■ Aim of the exercise:
Copy the records exactly, from the line containing "Phrase -- teak wood grain" through the end of the records.

■ Information supplied:
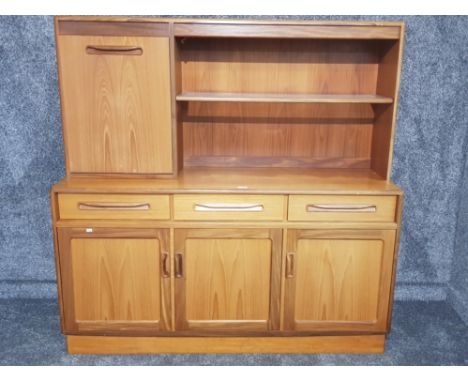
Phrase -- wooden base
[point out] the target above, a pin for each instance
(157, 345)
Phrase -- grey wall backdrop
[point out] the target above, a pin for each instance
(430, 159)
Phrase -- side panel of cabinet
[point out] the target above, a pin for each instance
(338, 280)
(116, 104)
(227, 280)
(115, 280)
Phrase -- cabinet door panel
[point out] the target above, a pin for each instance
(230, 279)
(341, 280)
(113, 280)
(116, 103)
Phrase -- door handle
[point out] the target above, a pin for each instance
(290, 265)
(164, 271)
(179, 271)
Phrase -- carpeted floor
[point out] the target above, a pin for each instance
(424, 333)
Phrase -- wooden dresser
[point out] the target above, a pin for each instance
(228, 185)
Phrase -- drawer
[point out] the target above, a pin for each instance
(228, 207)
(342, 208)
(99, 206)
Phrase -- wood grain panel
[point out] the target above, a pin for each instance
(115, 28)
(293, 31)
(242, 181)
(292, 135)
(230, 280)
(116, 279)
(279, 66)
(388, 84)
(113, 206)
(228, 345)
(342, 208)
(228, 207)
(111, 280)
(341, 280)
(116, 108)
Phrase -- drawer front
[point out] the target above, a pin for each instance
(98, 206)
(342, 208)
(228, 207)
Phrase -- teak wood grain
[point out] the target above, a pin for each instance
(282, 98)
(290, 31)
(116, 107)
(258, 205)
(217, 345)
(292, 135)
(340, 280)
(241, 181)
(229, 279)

■ The solution:
Phrase -- teak wood grain
[point out] the target above, a pin for each instance
(282, 98)
(290, 31)
(116, 107)
(258, 205)
(217, 345)
(292, 135)
(340, 280)
(241, 181)
(229, 279)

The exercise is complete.